Task statement: Reproduce the lines of each entry below without any changes.

Records from a collection:
────────

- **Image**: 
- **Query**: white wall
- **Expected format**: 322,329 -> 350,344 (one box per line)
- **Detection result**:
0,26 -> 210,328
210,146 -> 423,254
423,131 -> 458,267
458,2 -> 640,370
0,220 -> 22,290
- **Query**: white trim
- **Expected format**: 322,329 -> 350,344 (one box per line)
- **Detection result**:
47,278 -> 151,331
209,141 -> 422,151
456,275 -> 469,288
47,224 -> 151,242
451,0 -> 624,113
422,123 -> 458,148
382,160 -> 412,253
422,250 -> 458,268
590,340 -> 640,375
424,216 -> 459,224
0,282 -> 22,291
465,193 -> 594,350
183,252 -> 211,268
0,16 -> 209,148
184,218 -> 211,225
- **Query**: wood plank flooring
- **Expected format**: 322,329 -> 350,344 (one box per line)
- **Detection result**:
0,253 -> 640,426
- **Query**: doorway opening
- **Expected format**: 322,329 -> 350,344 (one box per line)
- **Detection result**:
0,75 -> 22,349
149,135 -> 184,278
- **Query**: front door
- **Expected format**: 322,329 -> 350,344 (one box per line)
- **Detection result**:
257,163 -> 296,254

────────

Answer to the task:
- **Image**: 
- **Query**: white wall
- **Expected format**: 322,329 -> 350,344 (one box per line)
- **Detection result**:
0,26 -> 210,328
210,146 -> 423,254
423,131 -> 458,267
458,2 -> 640,370
0,220 -> 22,290
- **Query**: white trim
- **Expected format**: 322,329 -> 350,344 (one box per line)
- **Detection result**:
47,278 -> 151,331
209,141 -> 422,151
456,275 -> 469,288
47,224 -> 151,242
451,0 -> 624,113
422,123 -> 458,148
382,160 -> 412,253
422,250 -> 458,268
590,340 -> 640,375
424,216 -> 459,224
0,282 -> 22,291
465,193 -> 594,350
183,252 -> 211,268
0,16 -> 209,148
184,218 -> 211,225
- **Query**: wood plank flooring
- **Expected format**: 322,329 -> 350,344 (one box per line)
- **Detection result**:
0,253 -> 640,426
- **Query**: doorway opening
- **Expected format**: 322,329 -> 350,344 (one box per line)
- **Detection result**:
0,75 -> 22,349
149,135 -> 184,278
- **Query**: front door
- **Expected format**: 322,329 -> 350,344 (one box per line)
- **Detection result**:
257,163 -> 296,254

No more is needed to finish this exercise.